STATED GOAL A — Please reproduce everything in the Edward Scissorhands review from "One day Peg" down to "ought to be." without changing a word.
STATED GOAL B — Which performers does the Edward Scissorhands review name in parentheses? List every one.

----- TEXT PASSAGE -----

Tuesday, March 13, 2012

Movie – Edward Scissorhands (1990)

Tim Burton co-wrote and directed the movie Edward Scissorhands during the break between Batman (1989) and Batman Returns (1992).  In fact, Burton was in the midst of a great run of movies in the Eighties and early Nineties.  I consider Edward Scissorhands to be Burton’s best film.  It combines elements of Pinocchio, Peter Pan, and even a little bit of Frankenstein.  The result is a modern day fairy tale about a lost, innocent man-child and the dangers that we ourselves would bring to such a person.

We see the movie as the story that an elderly woman is telling her grandchildren.  These events happened when she was a teenage girl herself.  In the story this woman, named Kim (Winona Ryder), lives with her parents Peg (Dianne Wiest) and Bill (Alan Arkin) in suburbia.  It is a Tim Burton view of suburbia, though, so it involves any number of strangely painted, but otherwise identical, houses.

One day Peg approaches the big, old mansion on the hill overlooking the town.  She finds a wondrous set of topiaries (sculpted shrubbery) on the grounds, but otherwise the mansion is rundown.  No one answers, but she enters anyway.  (You can’t make an Avon sale without being a little forward.)  She finally finds a young man hiding in the attic.  When he comes out she sees that he has a very strange appearance, and most startling of all – he has scissors where his hands ought to be.

Peg gets over her initial fright when she sees that he is lost and all alone.  He tells her that his “father” (Vincent Price in his last role) created him from machines he had built.  The inventor replaced machinery with more human-like appearance until all that was left were the hands.  Unfortunately, the inventor died before he could finish that.  Edward has been alone in the mansion ever since.

Peg’s maternal instincts kick in and she takes Edward back home with her.  The entire neighborhood is filled with nosy women and the story about her bringing home a strange looking man is all over the area almost before she gets in the door.  All of them start to show up on one pretext or the other in order to try to snoop out the news on who this is.

Peg and Bill put Edward in their daughter Kim’s room, since she is gone for the weekend with friends.  Unbeknownst to them, Kim returns early from her trip.  She enters her room and when she finally notices this strange, dangerous looking man in her bed, she understandably freaks out.  She probably ends up scaring Edward more than he scared her, though.  In one of the funnier scenes, we see that Peg and Bill should probably have thought twice before putting a man with scissors for hands on a waterbed.

Everyone finally calms down, and Peg and Bill host a cookout to allow the neighbors to meet Edward.  He quickly gains a lot of admirers for his ability to sculpt shrubbery and to cut women’s hair.  Only two people dislike him at first – a religious woman who thinks he is devil spawn, and Kim’s jealous boyfriend Jim (Anthony Michael Hall).  As it turns out, Jim was right to be worried because Kim does start to develop feelings for Edward.

----- INFORMATION GIVEN -----

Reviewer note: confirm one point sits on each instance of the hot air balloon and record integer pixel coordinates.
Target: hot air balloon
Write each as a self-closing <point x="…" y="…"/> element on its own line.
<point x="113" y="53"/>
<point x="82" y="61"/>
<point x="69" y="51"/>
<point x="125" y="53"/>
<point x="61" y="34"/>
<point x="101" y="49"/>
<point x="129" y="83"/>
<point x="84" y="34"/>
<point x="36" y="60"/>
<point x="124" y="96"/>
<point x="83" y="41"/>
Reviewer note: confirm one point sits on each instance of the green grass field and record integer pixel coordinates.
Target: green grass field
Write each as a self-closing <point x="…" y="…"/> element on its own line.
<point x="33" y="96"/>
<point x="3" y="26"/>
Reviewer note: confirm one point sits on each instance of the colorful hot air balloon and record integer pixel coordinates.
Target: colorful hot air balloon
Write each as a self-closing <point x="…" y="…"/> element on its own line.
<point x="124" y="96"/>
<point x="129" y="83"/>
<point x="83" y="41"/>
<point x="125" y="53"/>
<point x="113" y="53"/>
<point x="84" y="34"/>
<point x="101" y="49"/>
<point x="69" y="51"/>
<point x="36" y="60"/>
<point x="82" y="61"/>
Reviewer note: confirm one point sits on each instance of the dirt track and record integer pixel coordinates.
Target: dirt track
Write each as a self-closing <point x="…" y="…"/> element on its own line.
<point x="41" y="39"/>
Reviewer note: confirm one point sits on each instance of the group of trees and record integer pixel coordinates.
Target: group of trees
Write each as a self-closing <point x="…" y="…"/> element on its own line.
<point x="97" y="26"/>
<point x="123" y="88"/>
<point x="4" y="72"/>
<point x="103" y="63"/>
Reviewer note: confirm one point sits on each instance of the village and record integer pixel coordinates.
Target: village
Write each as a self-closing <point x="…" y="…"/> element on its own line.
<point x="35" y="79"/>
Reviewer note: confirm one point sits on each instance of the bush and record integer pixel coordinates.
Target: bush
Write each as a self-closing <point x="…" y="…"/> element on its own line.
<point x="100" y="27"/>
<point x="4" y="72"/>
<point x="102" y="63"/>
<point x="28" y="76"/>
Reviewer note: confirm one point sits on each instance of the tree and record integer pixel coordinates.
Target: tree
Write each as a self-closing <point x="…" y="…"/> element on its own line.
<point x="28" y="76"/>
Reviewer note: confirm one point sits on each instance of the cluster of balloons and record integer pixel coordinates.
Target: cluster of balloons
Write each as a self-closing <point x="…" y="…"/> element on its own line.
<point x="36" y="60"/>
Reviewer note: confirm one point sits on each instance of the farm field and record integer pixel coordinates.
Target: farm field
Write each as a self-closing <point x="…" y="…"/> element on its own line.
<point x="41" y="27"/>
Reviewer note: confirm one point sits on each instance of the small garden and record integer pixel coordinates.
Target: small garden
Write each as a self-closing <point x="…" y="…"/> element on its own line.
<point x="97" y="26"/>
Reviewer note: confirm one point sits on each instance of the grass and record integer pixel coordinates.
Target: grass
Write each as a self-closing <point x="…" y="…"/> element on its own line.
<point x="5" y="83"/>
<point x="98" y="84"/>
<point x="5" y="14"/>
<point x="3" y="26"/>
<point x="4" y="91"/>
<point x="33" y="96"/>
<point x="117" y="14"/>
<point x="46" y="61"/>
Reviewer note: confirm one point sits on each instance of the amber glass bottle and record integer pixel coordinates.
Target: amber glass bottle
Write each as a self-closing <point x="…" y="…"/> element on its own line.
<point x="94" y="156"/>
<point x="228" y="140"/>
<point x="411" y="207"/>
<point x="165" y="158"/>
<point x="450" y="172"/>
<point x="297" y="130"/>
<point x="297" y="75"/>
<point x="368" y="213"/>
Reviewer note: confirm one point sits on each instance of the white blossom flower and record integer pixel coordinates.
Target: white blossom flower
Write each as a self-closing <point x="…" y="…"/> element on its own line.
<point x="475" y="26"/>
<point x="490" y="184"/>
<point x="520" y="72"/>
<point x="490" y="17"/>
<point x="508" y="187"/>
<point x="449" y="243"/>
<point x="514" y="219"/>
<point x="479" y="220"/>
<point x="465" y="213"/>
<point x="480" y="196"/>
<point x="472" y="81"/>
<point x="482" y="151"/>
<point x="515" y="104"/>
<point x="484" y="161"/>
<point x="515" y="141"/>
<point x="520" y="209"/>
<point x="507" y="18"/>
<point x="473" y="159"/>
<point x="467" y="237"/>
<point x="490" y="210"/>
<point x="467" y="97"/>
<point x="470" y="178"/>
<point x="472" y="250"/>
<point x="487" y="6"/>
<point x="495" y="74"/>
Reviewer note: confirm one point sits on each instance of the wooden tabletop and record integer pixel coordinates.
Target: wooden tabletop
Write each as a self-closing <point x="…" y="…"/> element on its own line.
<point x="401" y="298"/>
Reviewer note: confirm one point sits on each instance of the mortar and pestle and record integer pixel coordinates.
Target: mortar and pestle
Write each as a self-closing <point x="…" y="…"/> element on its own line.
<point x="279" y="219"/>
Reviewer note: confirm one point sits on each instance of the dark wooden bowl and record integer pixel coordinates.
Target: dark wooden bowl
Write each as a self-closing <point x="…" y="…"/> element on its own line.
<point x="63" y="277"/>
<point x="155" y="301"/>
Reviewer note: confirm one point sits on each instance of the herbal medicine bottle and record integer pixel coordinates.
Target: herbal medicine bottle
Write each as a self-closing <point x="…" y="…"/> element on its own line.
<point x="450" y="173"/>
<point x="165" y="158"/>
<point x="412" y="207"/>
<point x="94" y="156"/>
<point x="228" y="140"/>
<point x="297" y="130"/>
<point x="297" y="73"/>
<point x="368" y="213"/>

-----

TASK SOLUTION A —
One day Peg approaches the big, old mansion on the hill overlooking the town.  She finds a wondrous set of topiaries (sculpted shrubbery) on the grounds, but otherwise the mansion is rundown.  No one answers, but she enters anyway.  (You can’t make an Avon sale without being a little forward.)  She finally finds a young man hiding in the attic.  When he comes out she sees that he has a very strange appearance, and most startling of all – he has scissors where his hands ought to be.

TASK SOLUTION B —
Winona Ryder
Dianne Wiest
Alan Arkin
Vincent Price
Anthony Michael Hall